## Exercise requirements
Print the lines of the items from the line containing "Target: cabinet side panel" through the last line of the items, inclusive, with every line reproduced unchanged.

Point labeling examples:
"""
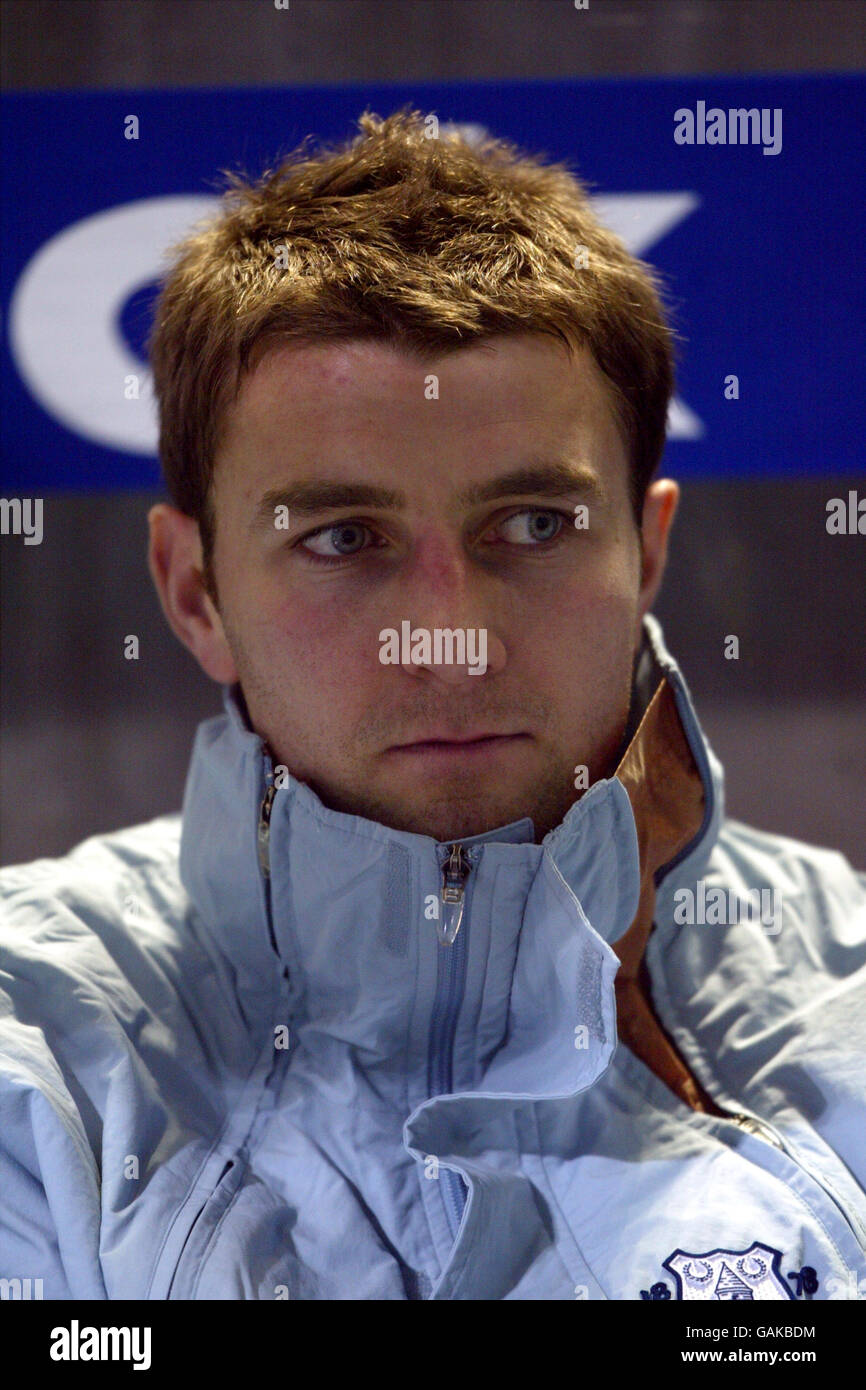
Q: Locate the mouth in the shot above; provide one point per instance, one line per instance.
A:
(473, 745)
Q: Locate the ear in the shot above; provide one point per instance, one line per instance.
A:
(659, 510)
(175, 562)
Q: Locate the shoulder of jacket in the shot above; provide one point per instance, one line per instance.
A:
(758, 851)
(111, 901)
(816, 890)
(97, 869)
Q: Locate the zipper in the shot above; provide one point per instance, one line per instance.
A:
(456, 863)
(762, 1129)
(752, 1123)
(263, 843)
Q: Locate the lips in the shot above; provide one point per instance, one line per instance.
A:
(453, 740)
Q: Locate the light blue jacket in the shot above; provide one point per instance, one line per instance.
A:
(238, 1062)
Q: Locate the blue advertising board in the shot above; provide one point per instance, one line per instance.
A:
(754, 221)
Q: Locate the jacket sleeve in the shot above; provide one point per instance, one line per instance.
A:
(49, 1180)
(49, 1184)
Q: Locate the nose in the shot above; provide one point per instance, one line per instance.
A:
(445, 623)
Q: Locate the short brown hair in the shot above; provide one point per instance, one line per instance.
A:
(426, 243)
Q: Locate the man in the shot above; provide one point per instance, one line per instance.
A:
(451, 982)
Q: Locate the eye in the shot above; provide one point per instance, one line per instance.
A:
(544, 524)
(346, 538)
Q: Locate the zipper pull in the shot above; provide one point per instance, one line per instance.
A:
(455, 873)
(264, 831)
(759, 1129)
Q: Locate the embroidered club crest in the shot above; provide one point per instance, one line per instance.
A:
(730, 1275)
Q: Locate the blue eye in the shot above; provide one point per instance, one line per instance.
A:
(339, 537)
(551, 526)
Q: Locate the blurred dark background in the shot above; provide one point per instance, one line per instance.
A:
(91, 741)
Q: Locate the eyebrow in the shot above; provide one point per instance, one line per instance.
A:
(553, 478)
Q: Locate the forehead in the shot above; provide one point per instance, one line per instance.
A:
(363, 406)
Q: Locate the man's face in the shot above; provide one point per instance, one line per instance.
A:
(560, 603)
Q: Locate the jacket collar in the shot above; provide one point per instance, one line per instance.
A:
(342, 912)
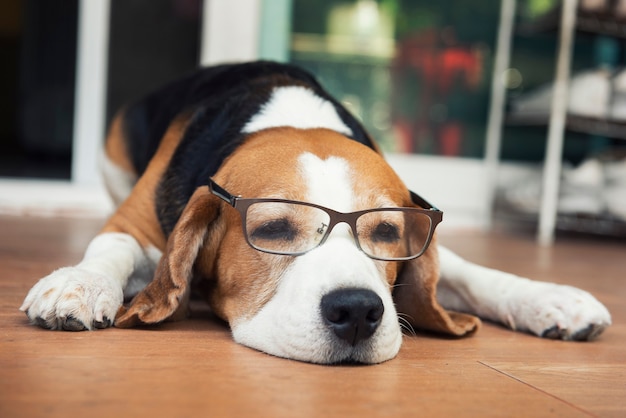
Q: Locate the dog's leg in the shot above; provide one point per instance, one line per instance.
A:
(545, 309)
(88, 295)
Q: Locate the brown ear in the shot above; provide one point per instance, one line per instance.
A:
(167, 295)
(415, 296)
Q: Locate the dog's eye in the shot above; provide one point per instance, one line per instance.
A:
(275, 230)
(385, 232)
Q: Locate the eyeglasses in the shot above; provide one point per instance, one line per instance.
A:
(288, 227)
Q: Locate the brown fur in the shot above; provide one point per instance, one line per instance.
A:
(208, 242)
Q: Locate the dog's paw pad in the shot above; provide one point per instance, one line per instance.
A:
(73, 299)
(41, 322)
(105, 323)
(72, 324)
(554, 333)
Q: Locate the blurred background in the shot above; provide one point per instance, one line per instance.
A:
(419, 74)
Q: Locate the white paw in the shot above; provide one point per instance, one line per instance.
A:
(73, 299)
(559, 312)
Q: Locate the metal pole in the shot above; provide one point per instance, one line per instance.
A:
(554, 146)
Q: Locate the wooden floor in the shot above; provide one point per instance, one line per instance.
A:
(192, 368)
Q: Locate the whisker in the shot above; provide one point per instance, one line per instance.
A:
(405, 324)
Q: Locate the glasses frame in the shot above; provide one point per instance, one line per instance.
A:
(242, 204)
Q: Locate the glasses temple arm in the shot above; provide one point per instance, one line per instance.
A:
(419, 200)
(220, 192)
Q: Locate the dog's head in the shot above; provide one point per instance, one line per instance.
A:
(293, 279)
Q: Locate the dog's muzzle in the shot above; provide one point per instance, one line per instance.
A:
(352, 314)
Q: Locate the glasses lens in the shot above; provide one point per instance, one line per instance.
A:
(285, 228)
(393, 234)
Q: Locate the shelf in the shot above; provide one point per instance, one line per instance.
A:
(605, 224)
(596, 23)
(592, 126)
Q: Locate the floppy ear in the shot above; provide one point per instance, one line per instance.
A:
(415, 296)
(167, 295)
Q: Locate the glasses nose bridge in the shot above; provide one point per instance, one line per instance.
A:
(336, 218)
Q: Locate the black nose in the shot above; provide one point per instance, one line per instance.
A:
(352, 314)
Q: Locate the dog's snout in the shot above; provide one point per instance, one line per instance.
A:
(352, 314)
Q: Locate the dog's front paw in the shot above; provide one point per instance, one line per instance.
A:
(73, 299)
(560, 312)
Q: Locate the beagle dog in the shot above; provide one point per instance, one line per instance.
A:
(251, 185)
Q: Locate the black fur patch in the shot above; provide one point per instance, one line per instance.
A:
(223, 99)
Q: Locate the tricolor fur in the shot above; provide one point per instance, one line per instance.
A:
(269, 130)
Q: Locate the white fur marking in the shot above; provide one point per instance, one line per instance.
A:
(520, 303)
(297, 107)
(92, 291)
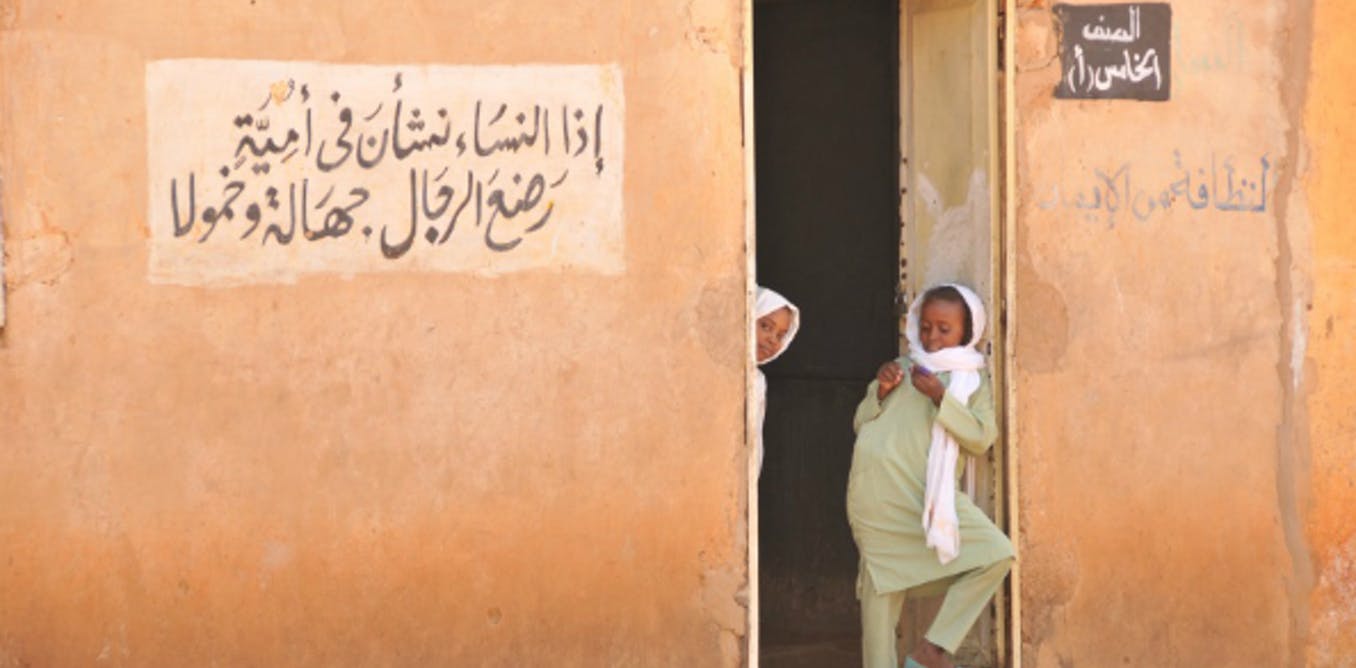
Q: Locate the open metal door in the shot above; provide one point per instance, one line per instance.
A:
(949, 175)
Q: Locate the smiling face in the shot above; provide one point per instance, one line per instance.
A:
(941, 324)
(772, 331)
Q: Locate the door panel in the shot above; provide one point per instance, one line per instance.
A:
(949, 170)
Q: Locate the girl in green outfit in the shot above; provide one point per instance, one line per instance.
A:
(913, 529)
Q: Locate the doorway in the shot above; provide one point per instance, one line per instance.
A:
(876, 163)
(826, 96)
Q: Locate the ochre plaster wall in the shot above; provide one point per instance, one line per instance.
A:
(543, 468)
(1330, 365)
(1162, 468)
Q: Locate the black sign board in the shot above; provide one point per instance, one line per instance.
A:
(1115, 50)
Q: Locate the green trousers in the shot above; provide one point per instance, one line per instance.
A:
(967, 595)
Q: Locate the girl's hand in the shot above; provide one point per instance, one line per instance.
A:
(928, 384)
(888, 377)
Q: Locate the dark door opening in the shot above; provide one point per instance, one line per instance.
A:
(826, 95)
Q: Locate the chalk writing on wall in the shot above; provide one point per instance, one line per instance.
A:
(1219, 184)
(1115, 50)
(265, 171)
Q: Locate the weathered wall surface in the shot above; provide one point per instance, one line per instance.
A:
(1329, 381)
(1184, 378)
(541, 468)
(1158, 465)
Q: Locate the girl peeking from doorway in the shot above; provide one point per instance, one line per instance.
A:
(914, 531)
(776, 321)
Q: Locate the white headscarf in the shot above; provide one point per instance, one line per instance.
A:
(768, 302)
(940, 520)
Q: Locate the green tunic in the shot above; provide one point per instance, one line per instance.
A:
(888, 473)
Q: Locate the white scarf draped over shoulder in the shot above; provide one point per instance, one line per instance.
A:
(964, 363)
(769, 301)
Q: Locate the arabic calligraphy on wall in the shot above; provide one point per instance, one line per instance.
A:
(1115, 50)
(1219, 183)
(266, 171)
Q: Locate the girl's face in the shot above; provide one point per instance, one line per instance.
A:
(772, 329)
(941, 324)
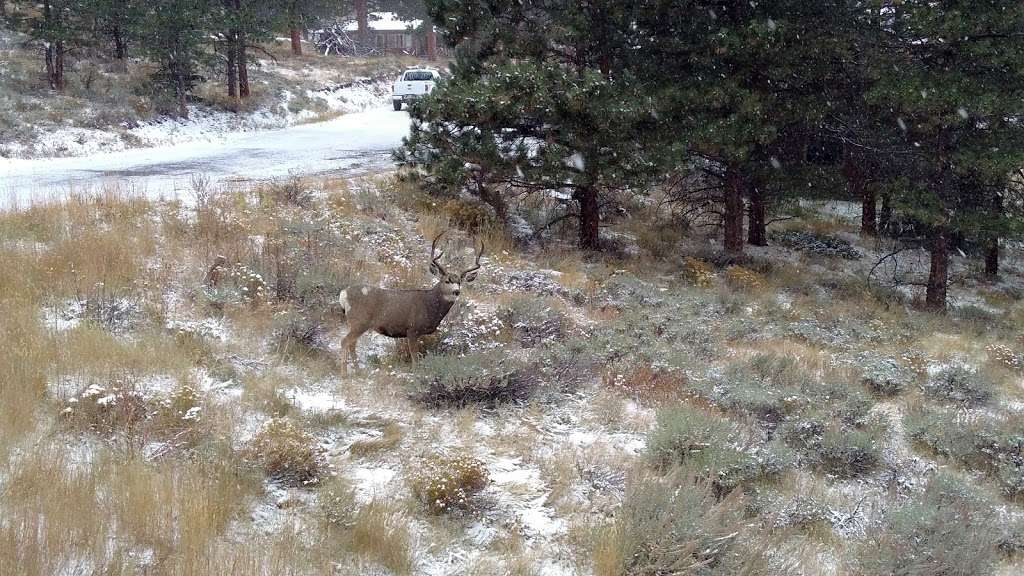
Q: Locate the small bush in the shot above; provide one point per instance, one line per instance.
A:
(989, 445)
(739, 278)
(443, 484)
(960, 385)
(822, 245)
(337, 502)
(671, 525)
(697, 273)
(833, 448)
(534, 321)
(486, 378)
(945, 530)
(295, 333)
(887, 377)
(1005, 356)
(288, 453)
(683, 433)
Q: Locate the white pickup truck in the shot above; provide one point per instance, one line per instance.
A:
(413, 84)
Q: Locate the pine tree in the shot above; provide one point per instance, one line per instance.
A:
(531, 110)
(175, 32)
(952, 81)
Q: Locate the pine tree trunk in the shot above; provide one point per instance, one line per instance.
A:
(243, 64)
(856, 184)
(232, 71)
(992, 258)
(363, 34)
(868, 211)
(938, 277)
(757, 235)
(120, 49)
(886, 215)
(58, 77)
(733, 212)
(431, 43)
(590, 218)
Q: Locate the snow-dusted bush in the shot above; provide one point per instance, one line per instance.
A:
(697, 273)
(886, 376)
(297, 333)
(961, 385)
(945, 530)
(287, 453)
(989, 445)
(739, 278)
(534, 321)
(449, 483)
(822, 245)
(687, 436)
(487, 378)
(667, 524)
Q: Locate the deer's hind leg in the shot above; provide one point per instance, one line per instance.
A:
(348, 346)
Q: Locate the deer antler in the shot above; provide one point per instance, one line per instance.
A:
(476, 264)
(434, 260)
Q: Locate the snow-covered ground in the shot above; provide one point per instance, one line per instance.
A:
(351, 144)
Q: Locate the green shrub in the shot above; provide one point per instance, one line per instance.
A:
(988, 445)
(287, 453)
(669, 525)
(835, 448)
(683, 433)
(960, 385)
(820, 244)
(946, 530)
(701, 442)
(534, 321)
(487, 378)
(448, 483)
(887, 377)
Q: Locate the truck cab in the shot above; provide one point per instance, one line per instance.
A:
(413, 84)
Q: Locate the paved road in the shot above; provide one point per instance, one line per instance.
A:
(352, 144)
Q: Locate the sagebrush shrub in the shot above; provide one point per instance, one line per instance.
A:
(698, 273)
(743, 279)
(287, 453)
(945, 530)
(674, 524)
(487, 378)
(960, 385)
(449, 483)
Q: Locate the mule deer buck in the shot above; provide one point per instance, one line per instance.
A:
(402, 314)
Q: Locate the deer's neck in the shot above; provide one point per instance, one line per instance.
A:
(439, 304)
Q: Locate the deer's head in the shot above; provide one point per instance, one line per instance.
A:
(450, 284)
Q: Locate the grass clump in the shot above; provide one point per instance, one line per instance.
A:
(686, 436)
(945, 530)
(534, 321)
(887, 377)
(487, 377)
(745, 280)
(449, 483)
(960, 385)
(698, 273)
(287, 453)
(989, 445)
(819, 244)
(674, 524)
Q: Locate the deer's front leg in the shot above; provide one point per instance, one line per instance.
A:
(414, 346)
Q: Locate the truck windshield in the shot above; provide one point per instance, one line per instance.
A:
(419, 76)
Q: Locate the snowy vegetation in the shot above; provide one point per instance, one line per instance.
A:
(616, 414)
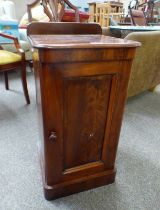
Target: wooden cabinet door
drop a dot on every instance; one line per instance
(81, 104)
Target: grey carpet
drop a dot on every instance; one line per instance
(137, 185)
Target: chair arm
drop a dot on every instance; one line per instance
(16, 43)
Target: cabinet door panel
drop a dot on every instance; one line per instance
(85, 103)
(85, 109)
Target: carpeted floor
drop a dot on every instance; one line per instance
(137, 185)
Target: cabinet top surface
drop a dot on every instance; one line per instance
(80, 41)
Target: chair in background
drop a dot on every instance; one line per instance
(138, 17)
(102, 14)
(10, 61)
(7, 12)
(55, 10)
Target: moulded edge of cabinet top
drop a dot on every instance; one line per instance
(80, 41)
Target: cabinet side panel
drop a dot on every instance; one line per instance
(85, 109)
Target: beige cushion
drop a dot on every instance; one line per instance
(24, 45)
(8, 57)
(37, 15)
(11, 47)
"""
## Exercise result
Target: cabinet side panel
drop a dot on every instance; one line per instance
(85, 109)
Target: beige cushion
drop a dot on every instance; one line per instance
(24, 45)
(8, 57)
(37, 15)
(11, 47)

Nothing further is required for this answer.